TEXTO DE ORIGEM
────────

Atualizado: 10 de mai. de 2022

No senso comum e até mesmo dentro da Psicologia em geral, Carl Gustav Jung carrega injustiçadamente a fama de ser um místico e, por consequência, fundador de uma psicologia anticientífica ou pouco científica. É notório o grande investimento que o psiquiatra suíço teve ao falar e escrever sobre religião, motivo que o levou, inclusive ao rompimento com Freud e a Psicanálise (Freud discordava de Jung de que o "instinto religioso" fosse uma motivação psíquica tão importante quanto o instinto sexual). Mas é proporcionalmente equivocado o entendimento posterior que se teve de suas ideias por críticos pouco conhecedores de sua teoria.

Jung entendia a psique como um sistema autorregulador no qual as partes conscientes e inconscientes se contrabalanceiam em busca de equilíbrio e expressão. À toda atitude consciente unilateral corresponde uma atitude inconsciente proporcional na direção oposta. Em outras palavras, toda luz projeta uma sombra. Por exemplo, se somos extrovertidos e lógicos na consciência, nossa sombra deterá a maior parte dos recursos intuitivos e sentimentais, expressos introvertidamente. Na prática, poderíamos ver um empresário com essas características, casado com uma artista plástica que é exatamente a projeção dessa sua sombra e lhes seria dito que "os opostos se atraem".

────────

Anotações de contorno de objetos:
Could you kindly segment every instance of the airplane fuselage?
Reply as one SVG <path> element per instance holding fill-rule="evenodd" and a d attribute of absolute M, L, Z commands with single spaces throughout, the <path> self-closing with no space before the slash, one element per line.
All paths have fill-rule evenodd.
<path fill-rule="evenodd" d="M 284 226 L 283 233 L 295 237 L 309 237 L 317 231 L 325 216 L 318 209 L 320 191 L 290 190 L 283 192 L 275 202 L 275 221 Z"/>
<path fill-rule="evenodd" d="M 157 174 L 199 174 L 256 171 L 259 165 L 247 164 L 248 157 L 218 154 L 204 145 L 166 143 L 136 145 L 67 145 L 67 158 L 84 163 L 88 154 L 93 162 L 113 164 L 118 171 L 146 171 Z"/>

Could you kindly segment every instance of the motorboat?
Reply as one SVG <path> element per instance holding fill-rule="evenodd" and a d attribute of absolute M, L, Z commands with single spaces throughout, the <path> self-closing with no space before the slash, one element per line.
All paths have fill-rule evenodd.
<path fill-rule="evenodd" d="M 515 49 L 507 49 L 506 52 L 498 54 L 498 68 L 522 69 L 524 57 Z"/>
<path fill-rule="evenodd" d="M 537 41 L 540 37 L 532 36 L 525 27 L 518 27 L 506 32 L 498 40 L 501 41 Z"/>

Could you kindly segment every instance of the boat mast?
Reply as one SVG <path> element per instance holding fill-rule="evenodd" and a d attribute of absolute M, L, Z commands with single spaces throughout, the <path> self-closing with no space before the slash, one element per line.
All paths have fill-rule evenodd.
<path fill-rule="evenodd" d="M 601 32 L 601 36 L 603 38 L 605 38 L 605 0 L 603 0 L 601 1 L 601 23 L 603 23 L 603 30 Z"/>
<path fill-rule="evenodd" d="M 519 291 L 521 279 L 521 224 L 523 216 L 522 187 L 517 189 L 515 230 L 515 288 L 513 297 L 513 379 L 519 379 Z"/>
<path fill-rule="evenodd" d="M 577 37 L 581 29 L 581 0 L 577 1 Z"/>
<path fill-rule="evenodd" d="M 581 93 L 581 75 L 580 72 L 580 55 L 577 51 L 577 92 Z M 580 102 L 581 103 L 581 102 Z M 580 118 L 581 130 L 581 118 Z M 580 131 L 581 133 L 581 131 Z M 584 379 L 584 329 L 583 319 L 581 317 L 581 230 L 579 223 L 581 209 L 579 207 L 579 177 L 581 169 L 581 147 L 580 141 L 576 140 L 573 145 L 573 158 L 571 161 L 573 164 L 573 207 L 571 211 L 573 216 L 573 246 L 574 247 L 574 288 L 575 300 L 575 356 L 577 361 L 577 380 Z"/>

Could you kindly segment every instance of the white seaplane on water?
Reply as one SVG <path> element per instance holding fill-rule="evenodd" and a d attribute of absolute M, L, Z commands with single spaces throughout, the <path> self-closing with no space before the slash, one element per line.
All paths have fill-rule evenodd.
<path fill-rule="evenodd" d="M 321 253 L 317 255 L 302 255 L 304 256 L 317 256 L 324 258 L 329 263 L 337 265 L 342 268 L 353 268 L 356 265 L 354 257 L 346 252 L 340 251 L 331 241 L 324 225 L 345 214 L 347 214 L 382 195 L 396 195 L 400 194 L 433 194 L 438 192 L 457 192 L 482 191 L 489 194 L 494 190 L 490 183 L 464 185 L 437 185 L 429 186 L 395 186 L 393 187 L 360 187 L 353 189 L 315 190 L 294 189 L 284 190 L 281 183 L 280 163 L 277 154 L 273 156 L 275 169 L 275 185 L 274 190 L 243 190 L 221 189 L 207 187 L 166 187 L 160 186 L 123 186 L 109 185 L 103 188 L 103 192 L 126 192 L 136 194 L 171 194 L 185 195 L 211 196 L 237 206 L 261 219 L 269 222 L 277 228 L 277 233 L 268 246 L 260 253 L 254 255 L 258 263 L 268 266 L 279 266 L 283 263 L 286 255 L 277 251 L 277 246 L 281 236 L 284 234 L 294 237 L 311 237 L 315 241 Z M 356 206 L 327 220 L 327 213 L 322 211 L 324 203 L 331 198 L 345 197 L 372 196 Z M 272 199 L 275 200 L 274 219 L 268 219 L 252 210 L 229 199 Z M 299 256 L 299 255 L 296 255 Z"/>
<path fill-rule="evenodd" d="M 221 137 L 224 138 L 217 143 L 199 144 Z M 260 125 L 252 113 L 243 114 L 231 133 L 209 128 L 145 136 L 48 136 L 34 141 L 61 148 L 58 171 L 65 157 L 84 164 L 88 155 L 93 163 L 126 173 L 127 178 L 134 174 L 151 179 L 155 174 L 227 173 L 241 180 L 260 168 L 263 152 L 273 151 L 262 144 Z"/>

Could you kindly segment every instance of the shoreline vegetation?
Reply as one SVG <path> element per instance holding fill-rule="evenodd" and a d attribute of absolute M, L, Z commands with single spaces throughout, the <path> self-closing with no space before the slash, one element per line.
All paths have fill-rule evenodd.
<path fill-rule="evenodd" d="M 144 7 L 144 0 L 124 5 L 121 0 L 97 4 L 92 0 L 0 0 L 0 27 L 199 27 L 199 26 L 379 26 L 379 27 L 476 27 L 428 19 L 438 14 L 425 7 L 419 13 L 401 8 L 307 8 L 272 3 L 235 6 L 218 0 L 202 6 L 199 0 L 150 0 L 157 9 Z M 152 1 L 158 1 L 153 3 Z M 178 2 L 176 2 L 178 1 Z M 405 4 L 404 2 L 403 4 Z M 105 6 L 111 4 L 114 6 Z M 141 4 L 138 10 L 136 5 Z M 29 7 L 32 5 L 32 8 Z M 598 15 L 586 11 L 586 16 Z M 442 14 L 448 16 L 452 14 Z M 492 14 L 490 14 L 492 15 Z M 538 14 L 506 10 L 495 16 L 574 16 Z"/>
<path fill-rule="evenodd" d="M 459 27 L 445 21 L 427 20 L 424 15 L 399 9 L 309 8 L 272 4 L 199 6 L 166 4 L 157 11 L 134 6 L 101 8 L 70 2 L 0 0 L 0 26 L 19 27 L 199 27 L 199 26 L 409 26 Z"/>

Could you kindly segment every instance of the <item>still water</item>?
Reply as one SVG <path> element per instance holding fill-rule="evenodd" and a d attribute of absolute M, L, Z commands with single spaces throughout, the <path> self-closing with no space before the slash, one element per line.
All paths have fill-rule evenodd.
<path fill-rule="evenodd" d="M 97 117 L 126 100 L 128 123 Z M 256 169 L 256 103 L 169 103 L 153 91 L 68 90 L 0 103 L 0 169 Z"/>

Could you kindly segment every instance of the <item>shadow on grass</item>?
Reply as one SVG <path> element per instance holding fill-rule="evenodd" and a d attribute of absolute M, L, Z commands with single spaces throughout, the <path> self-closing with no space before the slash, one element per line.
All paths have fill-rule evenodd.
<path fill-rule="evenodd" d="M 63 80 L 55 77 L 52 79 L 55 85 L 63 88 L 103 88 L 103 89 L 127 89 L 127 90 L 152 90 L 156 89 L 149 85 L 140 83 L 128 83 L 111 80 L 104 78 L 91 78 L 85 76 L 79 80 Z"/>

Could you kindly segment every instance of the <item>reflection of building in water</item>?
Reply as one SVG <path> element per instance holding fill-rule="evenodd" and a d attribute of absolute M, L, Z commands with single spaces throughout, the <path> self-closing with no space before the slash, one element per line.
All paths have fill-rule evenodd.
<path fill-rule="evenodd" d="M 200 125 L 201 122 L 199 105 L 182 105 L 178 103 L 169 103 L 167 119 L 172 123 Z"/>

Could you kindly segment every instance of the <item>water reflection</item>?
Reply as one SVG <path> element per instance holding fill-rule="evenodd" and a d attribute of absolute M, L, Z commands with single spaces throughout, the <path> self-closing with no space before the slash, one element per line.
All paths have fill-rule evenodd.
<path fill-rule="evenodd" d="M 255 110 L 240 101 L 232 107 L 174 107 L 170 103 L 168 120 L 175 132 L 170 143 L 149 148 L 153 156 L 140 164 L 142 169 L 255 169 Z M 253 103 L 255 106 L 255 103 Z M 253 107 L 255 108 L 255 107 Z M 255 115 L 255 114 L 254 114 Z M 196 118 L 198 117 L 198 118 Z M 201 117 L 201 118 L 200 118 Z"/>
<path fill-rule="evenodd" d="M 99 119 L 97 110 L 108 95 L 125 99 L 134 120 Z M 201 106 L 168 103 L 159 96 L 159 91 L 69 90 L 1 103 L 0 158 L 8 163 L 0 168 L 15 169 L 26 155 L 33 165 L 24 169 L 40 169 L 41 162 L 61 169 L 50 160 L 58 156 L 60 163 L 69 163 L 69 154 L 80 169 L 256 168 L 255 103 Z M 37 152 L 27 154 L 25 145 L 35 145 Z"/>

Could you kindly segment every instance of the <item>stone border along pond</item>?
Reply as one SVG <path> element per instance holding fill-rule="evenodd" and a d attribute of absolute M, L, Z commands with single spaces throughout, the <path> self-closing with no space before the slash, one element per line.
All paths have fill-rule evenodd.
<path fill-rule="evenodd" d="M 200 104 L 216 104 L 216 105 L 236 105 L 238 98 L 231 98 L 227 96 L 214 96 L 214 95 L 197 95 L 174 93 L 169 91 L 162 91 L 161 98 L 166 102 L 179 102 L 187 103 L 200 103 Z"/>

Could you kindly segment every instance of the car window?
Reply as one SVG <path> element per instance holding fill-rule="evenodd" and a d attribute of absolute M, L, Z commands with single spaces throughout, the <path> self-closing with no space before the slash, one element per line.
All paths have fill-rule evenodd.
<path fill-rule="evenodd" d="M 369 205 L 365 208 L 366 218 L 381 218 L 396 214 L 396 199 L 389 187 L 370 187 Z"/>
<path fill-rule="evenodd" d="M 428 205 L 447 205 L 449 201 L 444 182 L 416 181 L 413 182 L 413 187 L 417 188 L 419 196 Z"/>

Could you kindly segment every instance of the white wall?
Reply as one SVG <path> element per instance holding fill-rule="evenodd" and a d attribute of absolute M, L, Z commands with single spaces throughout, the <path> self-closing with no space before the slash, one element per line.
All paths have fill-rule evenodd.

────────

TAREFAS
A - Repita o trecho do texto sobre Jung, de "Atualizado: 10 de" até "de sua teoria.".
B - No texto sobre Jung, na frase que começa com "Por exemplo", quais são os quatro adjetivos que caracterizam a consciência e os recursos da sombra?
C - Prossiga com o texto sobre Jung a partir do ponto em que ele termina.

RESPOSTAS
A -
Atualizado: 10 de mai. de 2022

No senso comum e até mesmo dentro da Psicologia em geral, Carl Gustav Jung carrega injustiçadamente a fama de ser um místico e, por consequência, fundador de uma psicologia anticientífica ou pouco científica. É notório o grande investimento que o psiquiatra suíço teve ao falar e escrever sobre religião, motivo que o levou, inclusive ao rompimento com Freud e a Psicanálise (Freud discordava de Jung de que o "instinto religioso" fosse uma motivação psíquica tão importante quanto o instinto sexual). Mas é proporcionalmente equivocado o entendimento posterior que se teve de suas ideias por críticos pouco conhecedores de sua teoria.

B - extrovertidos, lógicos, intuitivos, sentimentais

C -
Dinamicamente assim coordenada, a personalidade tem sempre a chance de viver experiências orientadas num sentido e, mais tarde na vida ou no contato com outras pessoas, experimentar o polo oposto correspondente. Mas este mesmo mecanismo autorregulador frequentemente é fonte de contradições e tensões internas irreconciliáveis (as neuroses). Quanto mais o Ego se define e encontra identidade por um lado, pelo outro, a sombra fica cada vez mais polarizada e definida como uma perfeita imagem espelhada de desejos e aspirações completamente diversas. Quem nunca soube de um profissional extremamente bem sucedido que entra em crise no auge da sua carreira, larga tudo e passa a dedicar-se a atividades absolutamente distantes de sua área?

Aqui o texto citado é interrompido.